Stated exercise
In full and without alteration, give the listing again.

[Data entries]
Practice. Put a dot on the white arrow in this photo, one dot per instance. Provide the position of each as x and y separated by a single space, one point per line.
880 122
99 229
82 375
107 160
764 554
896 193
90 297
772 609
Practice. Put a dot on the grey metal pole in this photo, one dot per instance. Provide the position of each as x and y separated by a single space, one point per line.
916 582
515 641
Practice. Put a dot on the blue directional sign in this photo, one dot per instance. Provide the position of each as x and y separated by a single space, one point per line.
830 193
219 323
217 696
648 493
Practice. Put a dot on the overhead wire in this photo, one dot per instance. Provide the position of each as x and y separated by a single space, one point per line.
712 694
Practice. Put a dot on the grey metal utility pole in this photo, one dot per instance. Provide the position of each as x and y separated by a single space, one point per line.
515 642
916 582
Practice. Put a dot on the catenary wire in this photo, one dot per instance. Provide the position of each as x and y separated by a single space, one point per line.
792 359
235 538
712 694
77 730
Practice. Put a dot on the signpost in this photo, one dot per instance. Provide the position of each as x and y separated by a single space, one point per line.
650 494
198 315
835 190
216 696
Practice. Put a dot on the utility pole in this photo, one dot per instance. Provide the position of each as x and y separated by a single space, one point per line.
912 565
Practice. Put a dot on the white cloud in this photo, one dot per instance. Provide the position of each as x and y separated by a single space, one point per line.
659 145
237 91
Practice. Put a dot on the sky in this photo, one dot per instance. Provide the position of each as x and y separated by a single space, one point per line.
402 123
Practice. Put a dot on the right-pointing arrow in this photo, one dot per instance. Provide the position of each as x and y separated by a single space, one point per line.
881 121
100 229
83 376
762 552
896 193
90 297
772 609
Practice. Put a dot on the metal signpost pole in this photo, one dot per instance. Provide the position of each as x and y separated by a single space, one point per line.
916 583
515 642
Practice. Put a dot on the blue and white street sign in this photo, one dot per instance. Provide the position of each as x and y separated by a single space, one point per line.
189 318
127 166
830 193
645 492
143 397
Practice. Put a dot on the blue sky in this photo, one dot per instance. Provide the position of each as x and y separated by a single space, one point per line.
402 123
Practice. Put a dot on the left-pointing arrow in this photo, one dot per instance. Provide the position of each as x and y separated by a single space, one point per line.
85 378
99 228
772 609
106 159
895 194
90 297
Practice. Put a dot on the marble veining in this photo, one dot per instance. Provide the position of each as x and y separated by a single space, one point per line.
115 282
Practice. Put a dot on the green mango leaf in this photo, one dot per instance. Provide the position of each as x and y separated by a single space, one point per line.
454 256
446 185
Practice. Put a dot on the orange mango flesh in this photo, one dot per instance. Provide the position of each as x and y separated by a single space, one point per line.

Solution to the exercise
Practice. Put a dot on the white arrow in this photo, one dot per instance. Provide the position of each as x and y separated by a single space, one point per line.
880 122
99 229
82 375
107 160
764 554
896 193
90 297
772 609
Practice. Put a dot on the grey metal pole in this photo, one dot per instance. Provide the position of each as x and y separated by a single space, one point per line.
916 582
515 641
Practice. Put a dot on the blue directional sign in this photo, one dot per instance. Provide the position of each as x and y separated by a single space, one point per line.
830 193
219 323
217 696
648 493
Practice. Put a dot on the overhead wire in this photo, one dot per instance. Provide the position of each as x and y separated by a single space, one point per line.
712 694
Practice. Put a dot on the grey metal utility pole in this photo, one dot per instance. Provide the position of each as x and y separated by a single space, one point per line.
515 642
916 582
Practice. Put a dot on the catenary wire in this photo, one dot per instance. Provide the position of each as x and y separated by a single space, one point per line.
792 359
235 538
712 694
77 730
Practice. Put a dot on the signpost in this photo, one dot per instance. Provide the position of each as x and y separated by a single space, one point per line.
650 494
198 315
835 190
216 696
Practice. Put a dot on the utility pole in this photo, one dot per instance. Provide the position of each as x and y separated by a single space, one point per line.
912 565
Practice. Put a dot on the white cloud in this photo, one dot per instance. Provide the position of each as x and y separated by a single space, one point per line.
659 145
237 91
Practice. Put a dot on the sky in this photo, one dot per instance. Provide the position of each as x and y separated by a single space, one point per line.
402 123
Practice. Put a dot on the right-pointing arrow in this photo, one dot per instance. Provide the position of each as x and y separated by a single space, one point per line.
881 121
100 229
83 376
762 552
896 193
90 297
772 609
Practice. Put a dot on the metal signpost pole in this photo, one dot per instance. Provide the position of each as x and y separated by a single space, one point per line.
916 583
515 642
Practice. Put a dot on the blue and white street sign in this photo, one dot per instance. Provide the position of each as x and y separated by a single space, one point per line.
189 318
127 166
830 193
645 492
143 397
Practice. Put a dot on the blue sky in this photo, one dot per instance. Provide the position of each as x and y separated by a single space, one point per line.
402 123
Practice. Put a dot on the left-pointing arrow in this photo, one dot per instance. Provide the position of each as x and y separated by a single space, one point per line.
85 378
99 228
772 609
106 159
895 194
90 297
Practice. Put a dot on the marble veining in this photo, one dot per instance. Provide the position of each as x and y separated by a single space, one point per line.
115 282
Practice. Put a dot on the green mango leaf in this photo, one dot per instance. Provide the position of each as x and y separated by a single space, one point per line.
454 256
446 185
Practice. Put a dot on the orange mango flesh in this photo, one dot per instance. Provide the position of each as x and y separated by a single space, one point per line.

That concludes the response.